• COMPITI:
a) Estrai dal testo sul mito della crescita personale il passo che comincia con "Oggi, dati i" e termina con "a tali chimere.".
b) Nel testo sul mito della crescita personale, quali requisiti sono definiti essenziali e messi in secondo piano dal "volere è potere"?
c) Prosegui il testo sul mito della crescita personale dal punto in cui si interrompe.

• ESTRATTO FORNITO:
"""

IL MITO DELLA CRESCITA PERSONALE IN AZIENDA ... E NON SOLO. 

Alfonso Falanga     16/01/2021

<<"Volere è potere" ha già fatto parecchi danni in azienda, lì dove ha orientato l'attenzione del management quasi esclusivamente verso la dimensione personale e in special modo in direzione della volontà, spesso confusa con la motivazione (la famigerata motivazione), e tutto questo a svantaggio di altri requisiti, questi sì essenziali, quali competenze, conoscenze, addestramento, studio, applicazione. Rinforzando così, direttamente o indirettamente, l'altro mito ad esso affine e cioè che "un grammo di pratica vale più di un quintale di teoria">>. 

Oggi, dati i tempi difficili che stiamo attraversando a causa dell'emergenza sanitaria e delle difficoltà occupazionali ed economiche che ne conseguono, alcuni miti, in azienda e non solo, cominciano ad indebolirsi.

Mi riferisco, nello specifico, alla annosa questione del "volere e potere" e a quella della "crescita personale". È anche vero che, di tanto in tanto, nell'ambito della formazione aziendale o pseudo-tale, fanno la loro apparizione i soliti slogan che si rifanno a tali chimere.


"Volere è potere" ha già fatto parecchi danni in azienda, lì dove ha orientato l'attenzione del management quasi esclusivamente verso la dimensione personale e in special modo in direzione della volontà, spesso confusa con la motivazione (la famigerata motivazione), e tutto questo a svantaggio di altri requisiti, questi sì essenziali, quali competenze, conoscenze, addestramento, studio, applicazione. Rinforzando così, direttamente o indirettamente, l'altro mito ad esso affine e cioè che "un grammo di pratica vale più di un quintale di teoria".

Poi c'è la favola della crescita personale, altra combinazione di parole buona per tutti gli usi e non innocua, anch'essa generatrice di pericolose confusioni nella gestione delle risorse umane. Il limite di questa prospettiva, così come del volere è potere, è anteporre l'uscita dalle proprie zone di comfort (intesa come segnale della crescita personale) ai risultati e, dunque, al metodo di lavoro necessario per realizzarli. Così come il limite del volere è potere consiste nel far precedere i risultati dalla motivazione: prima vuoi e in seguito puoi.

"""

• DATI FORNITI:
"""

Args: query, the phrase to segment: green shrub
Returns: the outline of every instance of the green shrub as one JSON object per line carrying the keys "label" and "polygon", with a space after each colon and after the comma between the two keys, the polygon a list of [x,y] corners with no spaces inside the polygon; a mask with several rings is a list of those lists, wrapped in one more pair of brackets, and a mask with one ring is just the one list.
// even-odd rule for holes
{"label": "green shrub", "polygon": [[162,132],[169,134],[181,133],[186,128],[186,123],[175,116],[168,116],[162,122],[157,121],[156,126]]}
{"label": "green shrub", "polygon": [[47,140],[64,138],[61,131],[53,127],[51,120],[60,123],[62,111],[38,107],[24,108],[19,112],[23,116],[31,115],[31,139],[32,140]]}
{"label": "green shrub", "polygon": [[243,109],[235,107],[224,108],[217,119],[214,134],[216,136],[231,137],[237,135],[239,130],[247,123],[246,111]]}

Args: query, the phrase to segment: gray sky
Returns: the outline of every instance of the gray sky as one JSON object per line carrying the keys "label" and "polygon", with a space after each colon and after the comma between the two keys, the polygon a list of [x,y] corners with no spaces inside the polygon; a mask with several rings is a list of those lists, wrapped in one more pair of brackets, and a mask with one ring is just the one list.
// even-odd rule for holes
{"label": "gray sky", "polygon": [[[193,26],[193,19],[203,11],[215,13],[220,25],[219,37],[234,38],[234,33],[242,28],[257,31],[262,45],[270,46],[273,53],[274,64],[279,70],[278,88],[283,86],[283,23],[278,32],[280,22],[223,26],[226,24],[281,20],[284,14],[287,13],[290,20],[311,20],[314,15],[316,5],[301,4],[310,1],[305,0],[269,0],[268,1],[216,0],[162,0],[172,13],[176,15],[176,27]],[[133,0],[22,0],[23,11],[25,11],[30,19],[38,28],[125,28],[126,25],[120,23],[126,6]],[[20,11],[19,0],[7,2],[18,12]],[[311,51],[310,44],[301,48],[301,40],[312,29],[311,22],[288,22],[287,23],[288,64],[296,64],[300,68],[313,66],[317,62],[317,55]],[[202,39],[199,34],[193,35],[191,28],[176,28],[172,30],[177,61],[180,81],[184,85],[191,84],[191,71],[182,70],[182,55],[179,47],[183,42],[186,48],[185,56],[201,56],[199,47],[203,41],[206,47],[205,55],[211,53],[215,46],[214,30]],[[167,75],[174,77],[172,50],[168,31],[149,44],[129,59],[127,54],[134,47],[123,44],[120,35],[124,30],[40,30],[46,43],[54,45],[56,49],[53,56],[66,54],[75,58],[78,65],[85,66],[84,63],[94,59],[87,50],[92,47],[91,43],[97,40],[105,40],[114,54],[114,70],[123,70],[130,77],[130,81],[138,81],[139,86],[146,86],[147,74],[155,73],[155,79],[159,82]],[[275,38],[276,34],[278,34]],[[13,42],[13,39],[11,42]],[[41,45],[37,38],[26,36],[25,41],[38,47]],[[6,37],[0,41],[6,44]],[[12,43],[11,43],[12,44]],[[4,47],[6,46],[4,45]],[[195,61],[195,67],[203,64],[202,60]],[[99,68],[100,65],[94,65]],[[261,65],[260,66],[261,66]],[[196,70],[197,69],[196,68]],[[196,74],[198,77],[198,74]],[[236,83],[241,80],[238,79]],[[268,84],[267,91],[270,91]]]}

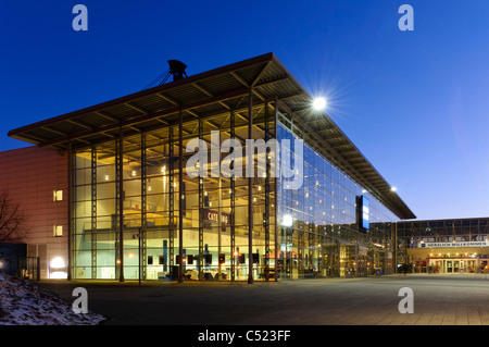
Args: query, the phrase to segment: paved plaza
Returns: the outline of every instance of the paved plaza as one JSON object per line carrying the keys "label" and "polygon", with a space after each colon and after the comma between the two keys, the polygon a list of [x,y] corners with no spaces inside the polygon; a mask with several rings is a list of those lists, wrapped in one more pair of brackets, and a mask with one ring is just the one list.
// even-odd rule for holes
{"label": "paved plaza", "polygon": [[[41,282],[73,301],[85,287],[88,309],[106,325],[488,325],[486,275],[388,275],[247,283]],[[413,313],[399,290],[413,289]]]}

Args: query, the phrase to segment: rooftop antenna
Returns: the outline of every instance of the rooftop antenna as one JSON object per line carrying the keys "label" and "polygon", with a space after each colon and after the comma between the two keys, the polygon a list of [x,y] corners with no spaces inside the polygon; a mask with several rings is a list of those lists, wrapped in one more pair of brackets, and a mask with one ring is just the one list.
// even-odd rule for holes
{"label": "rooftop antenna", "polygon": [[187,77],[187,73],[185,70],[187,69],[187,65],[178,60],[168,60],[170,69],[166,70],[163,74],[154,78],[153,82],[151,82],[148,86],[145,87],[145,89],[149,89],[158,84],[158,86],[161,86],[166,83],[166,80],[170,78],[170,76],[173,76],[173,80],[178,80],[184,77]]}

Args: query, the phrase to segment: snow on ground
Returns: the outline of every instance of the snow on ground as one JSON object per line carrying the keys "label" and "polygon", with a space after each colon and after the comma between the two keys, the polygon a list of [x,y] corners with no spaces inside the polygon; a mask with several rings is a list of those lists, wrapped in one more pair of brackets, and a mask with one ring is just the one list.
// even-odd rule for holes
{"label": "snow on ground", "polygon": [[97,325],[105,320],[92,312],[75,313],[72,305],[29,281],[0,272],[0,325]]}

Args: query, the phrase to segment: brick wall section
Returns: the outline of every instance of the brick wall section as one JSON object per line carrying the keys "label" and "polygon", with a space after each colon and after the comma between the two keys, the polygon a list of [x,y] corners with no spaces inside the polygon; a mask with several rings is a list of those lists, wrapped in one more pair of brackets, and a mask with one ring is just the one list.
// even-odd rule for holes
{"label": "brick wall section", "polygon": [[[0,152],[0,190],[7,189],[27,216],[27,252],[40,257],[41,278],[48,277],[52,258],[67,264],[67,187],[66,152],[39,147]],[[62,201],[53,199],[57,189],[63,190]],[[63,225],[63,236],[53,236],[54,225]]]}

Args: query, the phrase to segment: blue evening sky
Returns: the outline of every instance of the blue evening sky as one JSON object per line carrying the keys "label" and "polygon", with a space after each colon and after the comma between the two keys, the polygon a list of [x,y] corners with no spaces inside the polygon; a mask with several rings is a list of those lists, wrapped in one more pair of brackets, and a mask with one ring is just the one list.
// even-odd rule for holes
{"label": "blue evening sky", "polygon": [[26,146],[12,128],[142,89],[168,59],[193,75],[274,52],[418,219],[488,216],[488,16],[487,0],[3,2],[0,150]]}

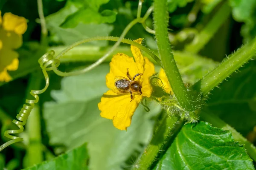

"""

• RISPOSTE:
a)
Oggi, dati i tempi difficili che stiamo attraversando a causa dell'emergenza sanitaria e delle difficoltà occupazionali ed economiche che ne conseguono, alcuni miti, in azienda e non solo, cominciano ad indebolirsi.

Mi riferisco, nello specifico, alla annosa questione del "volere e potere" e a quella della "crescita personale". È anche vero che, di tanto in tanto, nell'ambito della formazione aziendale o pseudo-tale, fanno la loro apparizione i soliti slogan che si rifanno a tali chimere.

b) Competenze, conoscenze, addestramento, studio, applicazione.

c)
Per cui, in tale ottica, la spinta all'innovazione (fare cose nuove) e al cambiamento (fare le stesse cose in maniera diversa) presuppone il superamento delle proprie abitudini mentali e comportamentali: prima la crescita e la volontà, poi il risultato.

Evitando pure di chiedersi se le cose siano state sempre così, oggi il cambiamento e l'innovazione traggono origine dalla consapevolezza dell'inevitabilità del dover fare cose nuove o, almeno, fare le stesse cose in maniera diversa. .

Oggi il mutamento del contesto economico-sociale obbliga manager e professionisti a rivedere gli schemi di azione passati: oggi la priorità è la ricerca di nuove strategie di lavoro e di gestione delle risorse umane. Dai nuovi comportamenti si otterranno, poi, i risultati che condurranno all'uscita dalla zona di comfort e la rinforzeranno. 

L'azienda è un luogo dove si producono fatti. Così è sempre stato. Oggi lo è più che mai. Dunque in essa prevalgono metodi, strategie, competenze, organizzazione del lavoro. Prevalgono gli strumenti attraverso cui si ottengono quei fatti. Dagli esiti del lavoro derivano la motivazione, ovvero attrazione per quello che si fa, e il superamento dei propri limiti mentali e comportamentali. Queste due variabili, insieme, orientano poi la persona verso la passione (mi piace quello che faccio) e l'ambizione (voglio più risultati e più di qualità). Da tali spinte trae origine, successivamente, una maggiore cura nella definizione del metodo di lavoro e della sua applicazione. Si genera, insomma, un circuito virtuoso.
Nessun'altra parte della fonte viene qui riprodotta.